[Rows from a pointing dataset]
++++++++++++++++++++

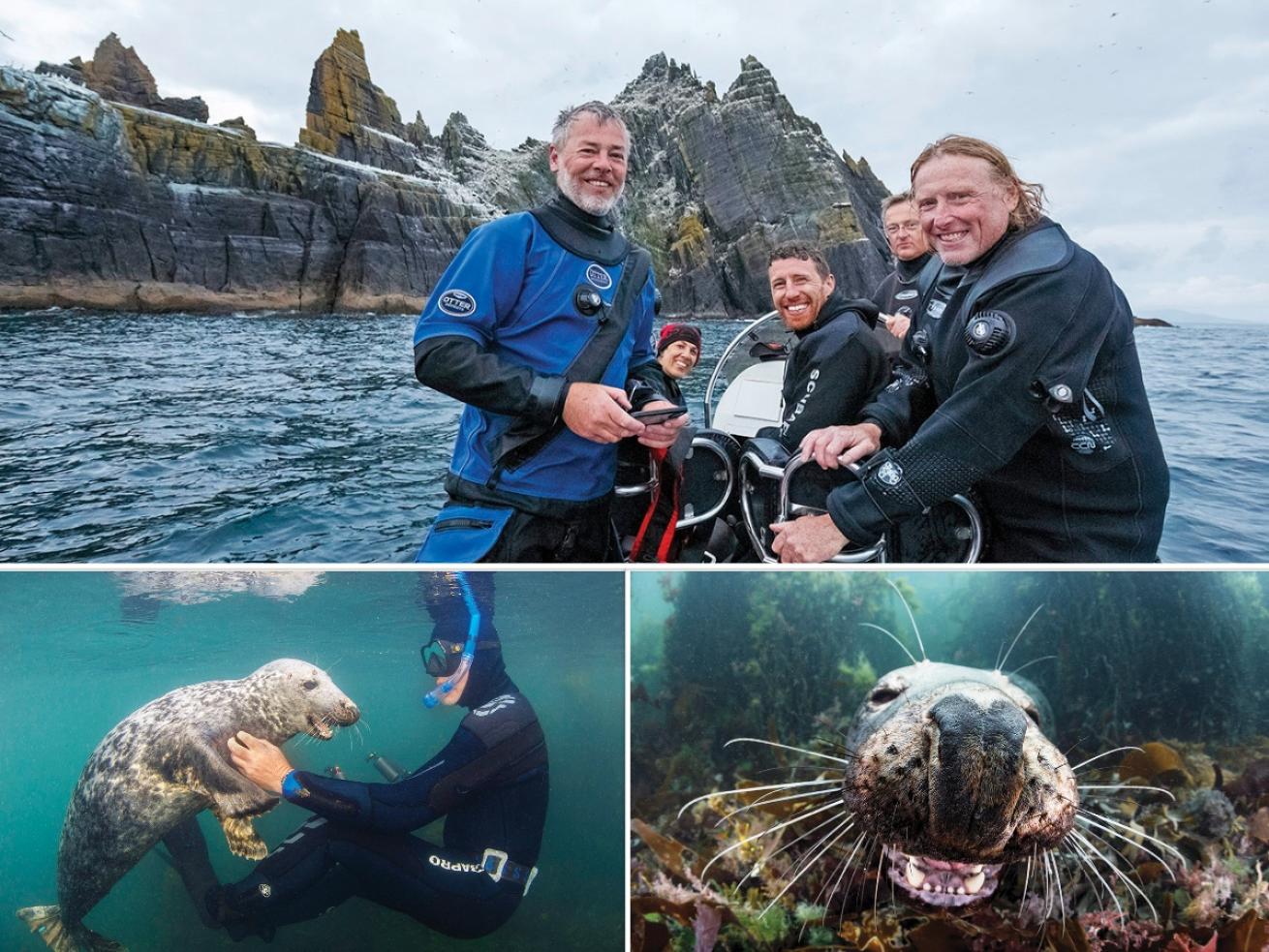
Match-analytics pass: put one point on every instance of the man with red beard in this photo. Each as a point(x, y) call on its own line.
point(1020, 379)
point(836, 364)
point(537, 325)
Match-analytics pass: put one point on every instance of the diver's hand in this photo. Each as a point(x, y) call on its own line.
point(836, 445)
point(813, 538)
point(659, 436)
point(598, 413)
point(259, 760)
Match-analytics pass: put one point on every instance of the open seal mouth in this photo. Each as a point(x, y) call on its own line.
point(942, 882)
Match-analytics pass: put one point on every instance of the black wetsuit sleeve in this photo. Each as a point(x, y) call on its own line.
point(997, 405)
point(459, 367)
point(387, 808)
point(831, 377)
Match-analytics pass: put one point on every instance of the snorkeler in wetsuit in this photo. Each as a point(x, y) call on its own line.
point(489, 783)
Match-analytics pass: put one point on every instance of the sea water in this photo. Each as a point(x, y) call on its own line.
point(78, 652)
point(306, 438)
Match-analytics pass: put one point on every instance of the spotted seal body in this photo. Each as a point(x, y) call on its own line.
point(162, 765)
point(950, 768)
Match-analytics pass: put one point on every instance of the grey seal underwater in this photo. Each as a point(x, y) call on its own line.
point(163, 764)
point(949, 771)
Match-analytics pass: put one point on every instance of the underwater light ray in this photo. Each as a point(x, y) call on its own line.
point(1104, 752)
point(764, 861)
point(766, 833)
point(785, 747)
point(1035, 660)
point(1125, 785)
point(749, 789)
point(1089, 817)
point(1004, 660)
point(910, 617)
point(762, 800)
point(1134, 890)
point(870, 625)
point(838, 833)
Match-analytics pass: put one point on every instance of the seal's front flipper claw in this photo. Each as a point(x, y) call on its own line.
point(241, 838)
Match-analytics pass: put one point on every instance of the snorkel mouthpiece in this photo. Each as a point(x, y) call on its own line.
point(433, 697)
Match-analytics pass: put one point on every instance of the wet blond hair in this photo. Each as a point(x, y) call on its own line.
point(1031, 196)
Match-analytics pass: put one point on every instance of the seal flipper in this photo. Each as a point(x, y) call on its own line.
point(47, 923)
point(242, 838)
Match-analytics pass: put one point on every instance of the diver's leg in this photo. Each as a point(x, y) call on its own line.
point(189, 856)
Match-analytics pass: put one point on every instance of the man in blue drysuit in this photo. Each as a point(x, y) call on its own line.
point(489, 783)
point(537, 326)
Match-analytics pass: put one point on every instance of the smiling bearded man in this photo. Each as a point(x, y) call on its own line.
point(1020, 379)
point(539, 325)
point(836, 364)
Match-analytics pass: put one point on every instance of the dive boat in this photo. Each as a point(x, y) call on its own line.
point(737, 480)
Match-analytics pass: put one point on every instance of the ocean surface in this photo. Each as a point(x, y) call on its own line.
point(82, 650)
point(306, 438)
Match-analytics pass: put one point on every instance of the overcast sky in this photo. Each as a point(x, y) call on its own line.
point(1147, 122)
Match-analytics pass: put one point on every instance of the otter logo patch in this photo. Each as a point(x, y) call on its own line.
point(457, 303)
point(597, 276)
point(889, 474)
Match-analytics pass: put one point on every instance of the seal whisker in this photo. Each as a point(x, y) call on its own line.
point(1124, 877)
point(1081, 848)
point(910, 617)
point(870, 625)
point(1088, 817)
point(1003, 661)
point(806, 863)
point(749, 789)
point(766, 832)
point(786, 747)
point(762, 801)
point(1104, 752)
point(1125, 785)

++++++++++++++++++++

WHAT THE EXERCISE ASKS: Rewrite the listing above, replacing "Match-analytics pass" with "Annotation pass" everywhere and changing nothing else. Omit the pictures from your answer.

SOLUTION TO THIS EXERCISE:
Annotation pass: put one point on every instance of the man with red beard in this photo. Each as a point(x, y) call on its own line.
point(1020, 379)
point(836, 364)
point(537, 325)
Annotation pass: put one point on every instance of the diver's hand in this photo. Each as a point(x, y) call on its own line.
point(836, 445)
point(813, 538)
point(659, 436)
point(598, 413)
point(259, 760)
Annotation pass: put one point on every instance of the open seal mouth in this photo. Each as a point(x, y) call on its own line.
point(942, 882)
Annotation pass: put one point on every instance of the black wetsuit sleeve in this photo. Each as a point(x, y) call on its own line.
point(997, 405)
point(459, 367)
point(387, 808)
point(831, 377)
Annotation pass: put one point on every instance of the snorkeler in wetsuit in this photo. Each as a point(x, y) call on its own line.
point(489, 783)
Annotation pass: put one point on every instance of the sea water in this photo. Each as a point(x, y) call on its own line.
point(78, 652)
point(306, 438)
Annotation pass: put one point on every instance of the spotted seal body in this photo. Each as a point(x, y) call on its own line.
point(162, 765)
point(950, 768)
Annotation pass: put one point on every instance of the grey seal underwater in this photo. Each as a point(x, y) call on its own line.
point(163, 764)
point(949, 771)
Annotation pass: put one point on every instance of the underwater light ray in this photo. Each as a point(x, y) call on its own line.
point(1104, 752)
point(764, 861)
point(766, 833)
point(785, 747)
point(1035, 660)
point(1125, 785)
point(749, 789)
point(1089, 817)
point(1004, 660)
point(910, 617)
point(762, 800)
point(1134, 890)
point(870, 625)
point(838, 833)
Annotation pass: put one point on every instance of the seal's front flipper claw in this photo. Each as a point(x, y) call on its own line.
point(241, 838)
Annotation pass: put one point on every instance of the snorkel mouthpiece in this photo. Each as a point(x, y) call on its own line.
point(433, 697)
Annotation pass: put one point on every instance of the wet blond hair in this photo. Each as a point(x, y) call on its own line.
point(1031, 196)
Annotation pass: put one point on every instance of the seal flipper in this photo. Each as a point(x, y) call on its own line.
point(47, 923)
point(242, 838)
Annotation pass: put one point on every instance of the diver's leg in this photo. Each as a point(x, y) call on its own line.
point(189, 856)
Annotation pass: put one point on every instance of the man in blue drysuit in this photo. Each as a point(x, y) call on its own line.
point(489, 783)
point(537, 326)
Annotation pass: put one point on every instance of the smiling bearded man in this photo. Each as a point(x, y) call on its own line.
point(1020, 379)
point(539, 325)
point(836, 364)
Annotation pass: put one point on every instance of the dive boat in this photo. Each as a point(x, y) call on its own line.
point(737, 480)
Annotation pass: put one point on every instance of the ocean surface in this photo. Each as a point(x, y) call on its own line.
point(82, 650)
point(306, 438)
Annotation pass: put one point on every instance of the overcast sky in this photo. Each as a point(x, y) call on its own line.
point(1147, 122)
Annotation pass: put one point on every instance of the otter logo patch in this photo. Each as a point(x, y) call on its own line.
point(457, 303)
point(597, 276)
point(889, 474)
Annotation pass: put one point on every instance of the seal whisker in this photo. Each as a point(x, y) call on its own line.
point(1124, 877)
point(1081, 848)
point(910, 617)
point(870, 625)
point(1088, 817)
point(1003, 661)
point(806, 863)
point(749, 789)
point(766, 832)
point(786, 747)
point(762, 801)
point(1104, 752)
point(1125, 785)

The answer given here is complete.